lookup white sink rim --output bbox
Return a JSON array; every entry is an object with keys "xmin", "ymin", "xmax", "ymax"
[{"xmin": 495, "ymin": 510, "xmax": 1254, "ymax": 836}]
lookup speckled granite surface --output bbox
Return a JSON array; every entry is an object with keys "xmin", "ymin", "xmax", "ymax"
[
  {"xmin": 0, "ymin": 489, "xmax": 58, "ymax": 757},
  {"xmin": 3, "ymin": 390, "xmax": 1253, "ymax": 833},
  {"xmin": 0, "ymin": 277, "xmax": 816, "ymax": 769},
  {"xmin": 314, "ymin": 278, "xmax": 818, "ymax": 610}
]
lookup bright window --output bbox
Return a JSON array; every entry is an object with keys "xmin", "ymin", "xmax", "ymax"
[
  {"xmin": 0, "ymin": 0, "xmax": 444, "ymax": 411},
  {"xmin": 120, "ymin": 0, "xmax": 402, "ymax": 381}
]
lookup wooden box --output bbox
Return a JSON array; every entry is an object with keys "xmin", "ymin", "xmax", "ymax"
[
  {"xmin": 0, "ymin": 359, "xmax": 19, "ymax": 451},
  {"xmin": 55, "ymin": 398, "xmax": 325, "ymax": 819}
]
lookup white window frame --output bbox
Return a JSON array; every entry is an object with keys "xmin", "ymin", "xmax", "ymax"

====

> **Goal of the exercise**
Count every line in the entries above where the word "white" appears; respond with the number alone.

> **Result for this task**
2